## Text shown
-- begin --

0
votes

I need to evaluate the ML model on another dataset but i don't know what it fully means. I have an idea but i am not sure. Let's say we have:

  • X_train, X_test, y_train, y_test split from X,Y for the first model
  • X_train_2, X_test_2, y_train_2, y_test_2 split from X2, 2 for the 2nd model

After training both model with model.fit, how do i test them on the other database? Is it:

from sklearn.svm import SVC


#training on the first model
svm.fit(X, Y)

#test on  the 2nd model
y_pred = svm.predict(X_test_2)

#evaluate accuracy
print(accuracy_score(y_test, y_pred))

It seems simple but i am really confused, i would appreciate some explanations.

2

2 Answers

2
votes

Testing on another dataset, say X2, y2, does not mean you need to split this second dataset into training & test subsets, as you have done for your original X & y. Once you have fitted your model, say svm, in X as you show, you simply predict on X2 and compare with the labels in y2:

# predict on the 2nd dataset X2
y_pred = svm.predict(X2)

# evaluate accuracy
print(accuracy_score(y2, y_pred))
1
votes

You are on the right path, but a couple of things to keep in mind:

  • Once your model has been trained and you have used model.fit, then you can just use that model to make predictions on the second dataset using model.predict
  • The features and the value you want to predict in the second dataset should be the same as the first dataset. Otherwise, it just doesn't make sense.

-- end --

## Goals
**a.** In the thread on model evaluation, retype the passage starting at "from sklearn.svm import" and ending at "appreciate some explanations.".
**b.** Condense the paragraph in the thread on model evaluation that begins "Testing on another dataset, say X2, y2" into a shorter version that keeps its main facts.
**c.** Answer these questions using the thread on model evaluation:
(i) Which class does the asker import from sklearn.svm?
(ii) According to the first answer, must the second dataset be split into training and test subsets?
(iii) According to the second answer, what must be the same in the second dataset as in the first?
The lines after this point have no connection to the thread on model evaluation.

## Provided material
-- begin --

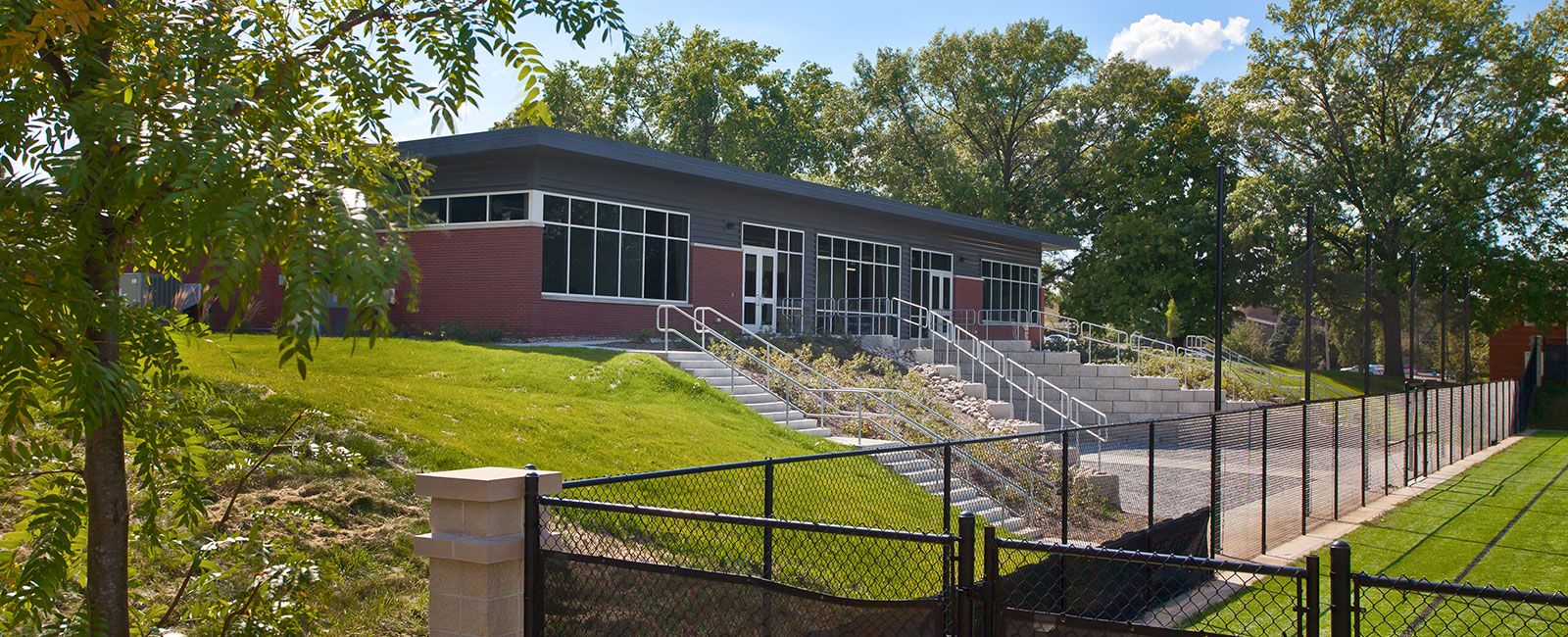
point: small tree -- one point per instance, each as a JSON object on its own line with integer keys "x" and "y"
{"x": 209, "y": 137}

-- end --

## Outputs in order
**a.**
from sklearn.svm import SVC


#training on the first model
svm.fit(X, Y)

#test on  the 2nd model
y_pred = svm.predict(X_test_2)

#evaluate accuracy
print(accuracy_score(y_test, y_pred))

It seems simple but i am really confused, i would appreciate some explanations.

**b.** A second dataset (X2, y2) used for testing does not need to be split into training and test subsets, as was done with the original X and y. After the model, such as svm, has been fitted on X, one predicts on X2 and compares the predictions with the labels in y2.

**c.**
(i) SVC.
(ii) No.
(iii) The features and the value to be predicted.